Friday, February 21, 2014

An Internet political campaign

The driver of my campaign is that, in Washington DC, there is NOT government of the people, by the people, and for the people, and the causes of that condition are also causes of Congress being dysfunctional and not able to do its job properly for the American people. This should have primacy and urgency for the voters, because, until these conditions are corrected, there will be great failures to act by Congress and/or great errors in actions of Congress.

I think the root cause of the foregoing debilitation is the money monster in politics.

I believe the First Amendment right of free speech is of paramount importance for the country, and I do not advocate a solution of public funding of elections that has the effect of abridging the First Amendment right of free speech.

I believe the money monster in politics can be tackled, while preserving the right of free speech.

A fantastic tool is the Internet and its very low cost for carrying out a political campaign.

Currently, I am conducting my campaign through the Internet, I am not asking for cash donations, and I don't have a plan to do TV advertising, U.S. mail advertising, automated robo-calling, phone bank calling, or yard sign distribution.

The Internet and social media are changing our lives, including how election campaigns are conducted and the modes in which we speak to others and hear what others have to say.  In my campaign, I am endeavoring to put political emails in as many inboxes of voters in the 6th Congressional district as I can, and I am using the Internet to find email addresses.  I am tracking and reporting my campaign's progress by giving page view counts in this entry:  Tracking my campaign's progress.

## COLLECTED DATA
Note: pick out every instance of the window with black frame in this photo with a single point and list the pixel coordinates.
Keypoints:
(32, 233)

## WRITTEN EXERCISE 1
In the post about an Internet political campaign, what does the writer name as the root cause of Congress's debilitation?
## WRITTEN EXERCISE 2
Write a few more paragraphs of the post about an Internet political campaign, continuing from its final sentence.

## REPLY 1
The money monster in politics.

## REPLY 2
I know email is egregiously abused (and more effective ways ought to be found to lessen the abuse); however, I do not think my email use is or will be abusive. Email recipients who object to my sending them an email can email me back to say they object to my emailing and will not vote for me for that reason (just as a voter who receives an unwanted robo-call at home can contact the campaign doing the robo-call and say the voter will not vote for that candidate). Owners of individual email accounts may block emails from me. Owners of private email systems which are used by multiple persons (such as employees) may choose to block emails coming from my email address. I hope such private email system owners will agree that I am not being abusive, and they won't see fit to block my emails.

Governmental email systems present special First Amendment questions. I have contacted a University of Alabama constitutional law professor to obtain his views about whether there is a First Amendment violation if a public school takes steps to block political emails that I send to school email addresses of teachers and other employees. I am contacting public school administrators about this matter and inquiring whether they have received a legal opinion of counsel about a First Amendment violation if they block political emails. As of this time, the constitutional law professor I have contacted has not told me his views, and I have not been advised of any legal opinion received by a public school administrator.

I am using email addresses on public school websites and on other governmentally owned websites (e.g., public libraries) to send emails to teachers and other governmental employees. Subject to First Amendment questions becoming clarified, I appreciate public school authorities and other governmental entities may take steps to block my emails, but I hope they won't.

In the entry Governmental blocking of my political email, I am keeping track of where my political email is being blocked and developing alternative avenues of communicating to the voters from whom I am being blocked.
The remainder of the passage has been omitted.